Textauszug:
# # #

Hagen. Sie sind die einzige Einrichtung, die für alle da ist: Arme, Reiche, Alte, Junge, Obdachlose. Ein Besuch in der Bahnhofsmission Hagen.

Es ist ein Ort, an dem sich Menschen begegnen. Arme Menschen und reiche. Junge und Alte. Männer, Frauen, Millionäre und Obdachlose. Auch deshalb ist es ein Ort voller Geschichten. Eine davon ist diese hier: Die von einem Mann, der ein paar Tage vor Weihnachten plötzlich hereinkam, lächelte, um dann einen Schein in die Spendendose zu stecken. Ein Mann, der im Jahr 1947 als Sechsjähriger hier am Hauptbahnhof Hagen gestrandet war. Riesengedränge auf dem Bahnsteig. Die Türen zum Zug wurden zugeworfen, er draußen, die Mutter drinnen. Der Zug fuhr los. Und der Junge blieb einsam stehen.

# # #

Daten zur Aufgabe:

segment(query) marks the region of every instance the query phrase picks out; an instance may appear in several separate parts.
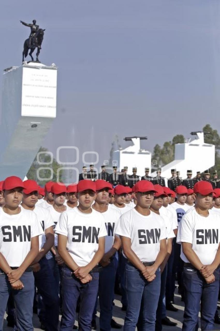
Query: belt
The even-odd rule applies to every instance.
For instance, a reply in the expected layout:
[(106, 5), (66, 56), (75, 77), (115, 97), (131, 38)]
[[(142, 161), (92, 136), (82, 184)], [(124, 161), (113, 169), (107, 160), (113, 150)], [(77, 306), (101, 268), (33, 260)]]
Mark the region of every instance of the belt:
[[(10, 267), (12, 269), (12, 270), (16, 270), (16, 269), (18, 269), (18, 268), (19, 267)], [(32, 269), (32, 267), (28, 267), (27, 268), (27, 269), (25, 270), (24, 270), (24, 272), (30, 272), (30, 271), (33, 271), (33, 269)], [(4, 273), (5, 273), (4, 272), (4, 271), (3, 271), (3, 270), (2, 270), (2, 269), (1, 269), (0, 268), (0, 272), (3, 272)]]
[(191, 263), (189, 263), (189, 262), (184, 262), (183, 265), (184, 267), (189, 267), (190, 268), (191, 268), (192, 269), (193, 269), (194, 270), (197, 270), (196, 268), (194, 267), (194, 265), (193, 265)]
[[(153, 262), (142, 262), (142, 263), (144, 266), (149, 267), (151, 265), (153, 265), (153, 264), (154, 264), (155, 262), (155, 261), (154, 261)], [(136, 267), (135, 265), (134, 265), (133, 263), (131, 263), (130, 262), (130, 261), (128, 261), (128, 263), (129, 264), (130, 264), (130, 265), (132, 265), (135, 268)]]

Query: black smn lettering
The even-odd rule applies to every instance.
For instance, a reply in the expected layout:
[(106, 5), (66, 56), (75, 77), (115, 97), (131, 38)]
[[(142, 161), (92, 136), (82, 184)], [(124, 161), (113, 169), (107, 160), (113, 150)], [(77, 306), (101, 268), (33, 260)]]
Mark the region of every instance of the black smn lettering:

# # #

Aufgaben:
(1) In welchem Jahr ist der Mann laut dem Text über die Bahnhofsmission Hagen als Sechsjähriger am Hauptbahnhof Hagen gestrandet?
(2) Kopiere alle Zeilen, die auf den Text über die Bahnhofsmission Hagen folgen, Zeichen für Zeichen und lass die Bilder dabei weg.
Der Text über die Bahnhofsmission Hagen und die Zeilen haben nichts miteinander zu tun.

Lösungen:
(1) Im Jahr 1947.

(2)
segment(query) marks the region of every instance the query phrase picks out; an instance may appear in several separate parts.
Query: belt
The even-odd rule applies to every instance.
For instance, a reply in the expected layout:
[(106, 5), (66, 56), (75, 77), (115, 97), (131, 38)]
[[(142, 161), (92, 136), (82, 184)], [(124, 161), (113, 169), (107, 160), (113, 150)], [(77, 306), (101, 268), (33, 260)]]
Mark the region of every instance of the belt:
[[(10, 267), (12, 269), (12, 270), (16, 270), (16, 269), (18, 269), (18, 268), (19, 267)], [(32, 269), (32, 267), (28, 267), (27, 268), (27, 269), (25, 270), (24, 270), (24, 272), (30, 272), (30, 271), (33, 271), (33, 269)], [(4, 273), (5, 273), (4, 272), (4, 271), (3, 271), (3, 270), (2, 270), (2, 269), (1, 269), (0, 268), (0, 272), (3, 272)]]
[(191, 263), (189, 263), (189, 262), (184, 262), (183, 265), (184, 267), (189, 267), (190, 268), (191, 268), (192, 269), (193, 269), (194, 270), (197, 270), (196, 268), (194, 267), (194, 265), (193, 265)]
[[(153, 262), (142, 262), (142, 263), (144, 266), (149, 267), (151, 265), (153, 265), (153, 264), (154, 264), (155, 262), (155, 261), (154, 261)], [(136, 267), (135, 265), (134, 265), (133, 263), (131, 263), (130, 262), (130, 261), (128, 261), (128, 263), (129, 264), (130, 264), (130, 265), (132, 265), (135, 268)]]

Query: black smn lettering
The even-odd rule applies to every instance.
For instance, a reply in the expected layout:
[(106, 5), (66, 56), (75, 77), (115, 97), (131, 38)]
[[(142, 161), (92, 136), (82, 184)], [(124, 161), (113, 169), (107, 160), (113, 150)], [(77, 306), (101, 268), (33, 260)]]
Mark the region of every instance of the black smn lettering:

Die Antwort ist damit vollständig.